-------- Supplied passage --------

Getting To Know Scala: Project Euler Primes

Prime numbers are not my thing, but generating them is a common task in the early Project Euler problems. The one algorithm I know for generating primes is the Sieve of Eratosthenes, which I defined in Scala as:

[sourcecode lang="scala"]
def successor(n : Double) : Stream[Double] = Stream.cons(n, successor(n + 1))

def sieve(nums : Stream[Double]) : Stream[Double] = Stream.cons(nums.head, sieve ((nums tail) filter (x => x % nums.head != 0)) )

val prime_stream = sieve(successor(2))

The first function is the only function that I've ever written that I'm sure is properly "functional." It's stuck in my head from circa 1982 LISP. It uses Scala's Stream class, which is like a List but is "lazily evaluated," in other words, it only calculates the next value in the List when it's needed (the Stream pattern is to create a List whose head is the next value and whose tail is a recursive call that, when executed will produce the next value).

The 2nd function sieve is my take on the Sieve of Eratosthenes. It too returns a Stream of primes. (By the way, the reason I use Double rather than an Int or Long is that one of the early Project Euler problems involves a prime larger than LONG_MAX.)

-------- Recorded data --------

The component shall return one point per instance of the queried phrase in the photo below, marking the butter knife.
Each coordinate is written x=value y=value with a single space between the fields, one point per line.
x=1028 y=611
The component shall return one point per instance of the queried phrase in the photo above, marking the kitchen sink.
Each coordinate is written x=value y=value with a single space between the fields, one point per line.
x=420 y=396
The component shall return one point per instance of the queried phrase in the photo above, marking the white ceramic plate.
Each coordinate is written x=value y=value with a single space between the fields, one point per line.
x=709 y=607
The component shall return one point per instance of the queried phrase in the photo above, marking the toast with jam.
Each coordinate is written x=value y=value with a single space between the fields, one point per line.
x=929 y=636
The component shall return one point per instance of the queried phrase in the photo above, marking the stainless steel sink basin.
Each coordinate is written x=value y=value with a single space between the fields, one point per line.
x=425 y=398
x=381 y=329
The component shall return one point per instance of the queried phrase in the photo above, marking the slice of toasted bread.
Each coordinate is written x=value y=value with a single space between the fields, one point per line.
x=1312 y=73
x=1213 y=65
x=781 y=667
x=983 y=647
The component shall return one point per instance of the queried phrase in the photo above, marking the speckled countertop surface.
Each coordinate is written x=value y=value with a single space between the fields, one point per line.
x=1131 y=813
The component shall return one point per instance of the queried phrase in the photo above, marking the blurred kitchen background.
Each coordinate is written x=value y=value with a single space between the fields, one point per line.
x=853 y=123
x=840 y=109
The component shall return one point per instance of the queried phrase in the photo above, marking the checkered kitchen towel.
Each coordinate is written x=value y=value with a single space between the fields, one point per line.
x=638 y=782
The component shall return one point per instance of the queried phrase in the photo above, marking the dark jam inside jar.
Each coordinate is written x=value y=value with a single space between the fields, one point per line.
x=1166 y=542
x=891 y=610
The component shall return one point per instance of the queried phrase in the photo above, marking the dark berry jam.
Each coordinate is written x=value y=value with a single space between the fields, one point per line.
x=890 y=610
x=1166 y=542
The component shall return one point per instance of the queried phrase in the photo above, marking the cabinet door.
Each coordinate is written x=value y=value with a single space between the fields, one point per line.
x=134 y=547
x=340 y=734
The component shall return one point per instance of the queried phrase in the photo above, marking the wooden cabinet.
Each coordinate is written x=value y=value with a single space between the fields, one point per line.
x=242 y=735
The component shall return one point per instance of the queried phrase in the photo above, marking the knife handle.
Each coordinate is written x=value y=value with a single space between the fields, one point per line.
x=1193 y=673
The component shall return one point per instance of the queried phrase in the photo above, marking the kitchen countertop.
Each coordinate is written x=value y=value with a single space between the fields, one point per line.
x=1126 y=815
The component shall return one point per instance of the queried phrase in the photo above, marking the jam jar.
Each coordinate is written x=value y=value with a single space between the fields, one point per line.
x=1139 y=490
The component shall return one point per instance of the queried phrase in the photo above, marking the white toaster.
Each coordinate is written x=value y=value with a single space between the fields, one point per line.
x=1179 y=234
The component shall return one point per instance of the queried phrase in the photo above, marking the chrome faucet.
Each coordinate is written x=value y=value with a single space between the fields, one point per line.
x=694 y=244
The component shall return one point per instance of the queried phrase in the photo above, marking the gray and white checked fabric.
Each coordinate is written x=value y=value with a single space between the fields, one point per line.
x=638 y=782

--------

**Directions:**
1) Translate this sentence from the Scala primes post into Spanish: "Prime numbers are not my thing, but generating them is a common task in the early Project Euler problems."
2) Answer these questions from the Scala primes post.
(a) Which Scala class does the first function use?
(b) Around what year does the writer place the LISP that the first function recalls?
(c) Why does the writer use Double rather than an Int or Long?

**Expected responses:**
1) Los números primos no son lo mío, pero generarlos es una tarea común en los primeros problemas de Project Euler.

2)
(a) The Stream class.
(b) Circa 1982.
(c) One of the early Project Euler problems involves a prime larger than LONG_MAX.